» WORK TASK: Look below for the lines from the one with "pixel 316 451" to the one with "pixel 298 37", and copy exactly those lines, both ends included.

» DATA:
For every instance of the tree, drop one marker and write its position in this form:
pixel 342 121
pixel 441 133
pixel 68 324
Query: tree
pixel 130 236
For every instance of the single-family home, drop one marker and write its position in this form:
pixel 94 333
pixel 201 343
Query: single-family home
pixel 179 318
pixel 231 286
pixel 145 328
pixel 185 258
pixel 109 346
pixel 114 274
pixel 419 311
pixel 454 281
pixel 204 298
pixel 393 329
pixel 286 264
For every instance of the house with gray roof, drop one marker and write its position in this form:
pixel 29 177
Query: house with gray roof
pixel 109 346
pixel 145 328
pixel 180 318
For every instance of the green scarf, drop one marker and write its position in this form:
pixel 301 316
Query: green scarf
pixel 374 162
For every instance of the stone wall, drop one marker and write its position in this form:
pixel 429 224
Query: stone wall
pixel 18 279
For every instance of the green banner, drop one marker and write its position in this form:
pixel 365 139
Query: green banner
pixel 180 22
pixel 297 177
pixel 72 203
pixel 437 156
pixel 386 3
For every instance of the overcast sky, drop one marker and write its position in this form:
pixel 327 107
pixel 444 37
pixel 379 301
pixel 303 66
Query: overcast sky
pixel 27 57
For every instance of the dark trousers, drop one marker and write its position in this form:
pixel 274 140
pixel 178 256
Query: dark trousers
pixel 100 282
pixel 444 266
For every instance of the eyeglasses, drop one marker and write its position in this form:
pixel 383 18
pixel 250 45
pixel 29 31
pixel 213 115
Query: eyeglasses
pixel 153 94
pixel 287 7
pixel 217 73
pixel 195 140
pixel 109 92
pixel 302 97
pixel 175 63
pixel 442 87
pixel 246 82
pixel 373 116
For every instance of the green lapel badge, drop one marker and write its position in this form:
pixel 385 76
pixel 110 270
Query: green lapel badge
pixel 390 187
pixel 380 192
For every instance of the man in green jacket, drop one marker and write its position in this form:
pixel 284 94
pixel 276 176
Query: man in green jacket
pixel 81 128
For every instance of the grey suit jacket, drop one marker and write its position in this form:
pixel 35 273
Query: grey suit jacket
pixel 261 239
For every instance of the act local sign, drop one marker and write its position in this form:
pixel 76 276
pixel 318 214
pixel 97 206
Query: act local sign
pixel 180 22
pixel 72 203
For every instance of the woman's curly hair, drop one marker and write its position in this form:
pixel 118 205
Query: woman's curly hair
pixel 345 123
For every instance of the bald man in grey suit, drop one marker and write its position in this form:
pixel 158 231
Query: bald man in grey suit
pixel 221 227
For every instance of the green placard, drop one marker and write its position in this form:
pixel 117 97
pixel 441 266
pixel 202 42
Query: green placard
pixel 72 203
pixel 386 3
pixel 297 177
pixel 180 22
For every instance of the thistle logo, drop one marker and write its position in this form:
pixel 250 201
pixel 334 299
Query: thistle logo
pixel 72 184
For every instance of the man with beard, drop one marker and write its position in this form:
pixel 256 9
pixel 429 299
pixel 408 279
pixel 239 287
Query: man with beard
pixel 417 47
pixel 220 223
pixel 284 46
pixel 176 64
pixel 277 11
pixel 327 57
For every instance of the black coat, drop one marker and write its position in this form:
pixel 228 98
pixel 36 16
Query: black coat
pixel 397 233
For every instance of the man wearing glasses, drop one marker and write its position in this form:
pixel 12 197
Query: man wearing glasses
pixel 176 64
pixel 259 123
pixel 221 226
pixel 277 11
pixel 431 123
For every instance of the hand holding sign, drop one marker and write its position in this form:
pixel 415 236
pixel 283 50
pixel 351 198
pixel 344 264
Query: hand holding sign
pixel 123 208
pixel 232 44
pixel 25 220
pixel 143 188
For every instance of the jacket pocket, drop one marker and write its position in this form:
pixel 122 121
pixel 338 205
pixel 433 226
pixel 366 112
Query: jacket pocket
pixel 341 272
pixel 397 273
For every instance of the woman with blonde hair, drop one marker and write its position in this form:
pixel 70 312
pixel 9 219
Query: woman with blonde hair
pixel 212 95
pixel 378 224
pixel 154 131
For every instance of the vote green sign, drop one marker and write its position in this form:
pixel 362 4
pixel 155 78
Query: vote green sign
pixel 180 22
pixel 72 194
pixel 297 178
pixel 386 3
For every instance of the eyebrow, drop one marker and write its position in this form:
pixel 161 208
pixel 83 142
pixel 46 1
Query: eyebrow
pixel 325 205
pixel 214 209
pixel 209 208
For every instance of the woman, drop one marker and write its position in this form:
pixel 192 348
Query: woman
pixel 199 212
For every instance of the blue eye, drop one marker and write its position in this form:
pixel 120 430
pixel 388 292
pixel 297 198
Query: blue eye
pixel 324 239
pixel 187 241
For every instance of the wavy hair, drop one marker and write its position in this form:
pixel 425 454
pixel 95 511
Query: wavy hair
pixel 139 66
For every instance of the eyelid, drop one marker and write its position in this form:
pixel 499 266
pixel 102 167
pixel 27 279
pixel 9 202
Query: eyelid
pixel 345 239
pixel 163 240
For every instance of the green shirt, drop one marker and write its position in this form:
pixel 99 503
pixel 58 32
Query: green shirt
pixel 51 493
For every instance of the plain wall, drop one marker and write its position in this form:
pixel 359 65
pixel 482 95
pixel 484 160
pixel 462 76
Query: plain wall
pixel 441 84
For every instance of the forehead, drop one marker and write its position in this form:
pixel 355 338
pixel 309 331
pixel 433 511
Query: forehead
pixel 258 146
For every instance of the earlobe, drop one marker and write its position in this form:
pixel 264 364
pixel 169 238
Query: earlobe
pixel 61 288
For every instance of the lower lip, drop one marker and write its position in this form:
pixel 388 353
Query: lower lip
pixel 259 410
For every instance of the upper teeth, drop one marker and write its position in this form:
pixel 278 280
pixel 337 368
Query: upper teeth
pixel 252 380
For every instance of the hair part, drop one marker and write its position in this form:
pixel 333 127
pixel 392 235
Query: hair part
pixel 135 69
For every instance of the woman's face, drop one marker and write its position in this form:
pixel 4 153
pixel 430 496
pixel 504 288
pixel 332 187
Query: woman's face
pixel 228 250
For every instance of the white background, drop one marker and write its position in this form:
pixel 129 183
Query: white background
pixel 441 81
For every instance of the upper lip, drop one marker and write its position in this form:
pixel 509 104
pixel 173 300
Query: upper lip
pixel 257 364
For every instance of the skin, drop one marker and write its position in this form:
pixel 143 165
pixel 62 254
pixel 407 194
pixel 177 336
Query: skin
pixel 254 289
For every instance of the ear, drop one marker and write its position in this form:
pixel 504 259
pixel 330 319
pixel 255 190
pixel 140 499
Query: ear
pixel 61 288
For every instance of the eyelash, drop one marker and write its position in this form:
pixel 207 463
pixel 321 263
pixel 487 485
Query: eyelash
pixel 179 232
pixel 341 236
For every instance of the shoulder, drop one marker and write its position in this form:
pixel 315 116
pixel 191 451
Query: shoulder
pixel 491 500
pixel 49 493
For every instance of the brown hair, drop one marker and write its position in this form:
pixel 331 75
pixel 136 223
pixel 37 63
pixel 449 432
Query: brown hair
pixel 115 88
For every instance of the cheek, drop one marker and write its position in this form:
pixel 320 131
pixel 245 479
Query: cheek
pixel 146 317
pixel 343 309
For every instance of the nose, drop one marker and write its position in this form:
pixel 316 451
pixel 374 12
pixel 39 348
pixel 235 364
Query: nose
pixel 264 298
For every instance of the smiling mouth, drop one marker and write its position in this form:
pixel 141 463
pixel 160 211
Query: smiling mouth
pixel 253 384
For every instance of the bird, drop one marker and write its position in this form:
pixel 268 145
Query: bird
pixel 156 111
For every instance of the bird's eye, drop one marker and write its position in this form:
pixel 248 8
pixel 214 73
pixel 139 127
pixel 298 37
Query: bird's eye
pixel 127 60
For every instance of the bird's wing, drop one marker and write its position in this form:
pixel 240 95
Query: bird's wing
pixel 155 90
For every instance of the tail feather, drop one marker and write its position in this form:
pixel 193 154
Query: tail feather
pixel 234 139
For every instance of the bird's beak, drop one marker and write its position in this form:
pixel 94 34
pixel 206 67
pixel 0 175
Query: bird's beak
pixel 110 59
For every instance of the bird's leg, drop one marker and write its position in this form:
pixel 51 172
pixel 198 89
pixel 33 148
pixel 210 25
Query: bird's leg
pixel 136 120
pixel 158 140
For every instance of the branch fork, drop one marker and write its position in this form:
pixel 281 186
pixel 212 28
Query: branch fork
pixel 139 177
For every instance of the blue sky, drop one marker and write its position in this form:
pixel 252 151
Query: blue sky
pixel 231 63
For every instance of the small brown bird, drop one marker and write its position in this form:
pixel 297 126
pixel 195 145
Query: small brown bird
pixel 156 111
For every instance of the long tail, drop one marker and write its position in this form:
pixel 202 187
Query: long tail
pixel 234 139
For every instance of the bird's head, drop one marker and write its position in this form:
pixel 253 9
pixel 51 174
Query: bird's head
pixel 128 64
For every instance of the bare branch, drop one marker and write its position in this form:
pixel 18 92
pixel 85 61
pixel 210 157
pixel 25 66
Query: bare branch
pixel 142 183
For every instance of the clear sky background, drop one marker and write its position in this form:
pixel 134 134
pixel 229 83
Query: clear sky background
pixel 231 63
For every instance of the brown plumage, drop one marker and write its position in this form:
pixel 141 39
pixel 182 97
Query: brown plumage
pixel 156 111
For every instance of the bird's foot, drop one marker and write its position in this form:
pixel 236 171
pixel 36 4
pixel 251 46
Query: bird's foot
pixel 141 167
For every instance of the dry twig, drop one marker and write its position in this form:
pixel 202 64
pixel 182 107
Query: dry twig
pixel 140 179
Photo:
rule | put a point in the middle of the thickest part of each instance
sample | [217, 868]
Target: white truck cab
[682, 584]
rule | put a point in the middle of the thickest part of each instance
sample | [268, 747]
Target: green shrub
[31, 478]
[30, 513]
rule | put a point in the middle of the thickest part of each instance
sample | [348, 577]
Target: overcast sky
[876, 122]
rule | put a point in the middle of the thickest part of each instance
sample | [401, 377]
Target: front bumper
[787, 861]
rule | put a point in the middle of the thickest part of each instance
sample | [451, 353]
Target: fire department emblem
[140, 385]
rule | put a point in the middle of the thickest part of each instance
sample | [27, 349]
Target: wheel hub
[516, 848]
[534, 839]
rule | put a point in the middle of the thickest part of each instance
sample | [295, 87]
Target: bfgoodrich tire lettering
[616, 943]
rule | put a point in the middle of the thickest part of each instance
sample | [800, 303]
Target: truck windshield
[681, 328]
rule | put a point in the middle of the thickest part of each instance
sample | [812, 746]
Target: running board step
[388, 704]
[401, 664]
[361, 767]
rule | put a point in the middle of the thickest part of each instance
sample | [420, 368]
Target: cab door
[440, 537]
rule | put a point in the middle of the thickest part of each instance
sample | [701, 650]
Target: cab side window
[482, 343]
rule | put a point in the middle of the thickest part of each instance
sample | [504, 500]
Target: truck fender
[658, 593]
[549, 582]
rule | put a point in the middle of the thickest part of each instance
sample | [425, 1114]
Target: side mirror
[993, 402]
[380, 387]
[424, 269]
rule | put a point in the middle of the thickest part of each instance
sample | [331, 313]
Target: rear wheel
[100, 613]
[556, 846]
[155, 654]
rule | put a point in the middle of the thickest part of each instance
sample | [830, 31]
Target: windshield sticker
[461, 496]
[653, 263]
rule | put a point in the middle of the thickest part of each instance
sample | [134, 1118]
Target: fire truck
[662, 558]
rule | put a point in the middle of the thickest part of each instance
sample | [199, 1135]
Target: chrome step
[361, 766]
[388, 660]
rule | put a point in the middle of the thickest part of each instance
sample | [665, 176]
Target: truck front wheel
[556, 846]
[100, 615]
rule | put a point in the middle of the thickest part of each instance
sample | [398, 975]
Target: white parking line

» SOLUTION TO THE PROBLEM:
pixel 316 451
pixel 374 12
pixel 39 348
pixel 235 364
Query: nose
pixel 264 298
For every instance of the smiling mouth, drop one marker and write its position in this form:
pixel 141 463
pixel 160 211
Query: smiling mouth
pixel 253 384
For every instance of the bird, drop one marker and write its position in this form:
pixel 268 145
Query: bird
pixel 156 111
For every instance of the bird's eye, drop one marker and write its position in this form:
pixel 248 8
pixel 214 73
pixel 139 127
pixel 298 37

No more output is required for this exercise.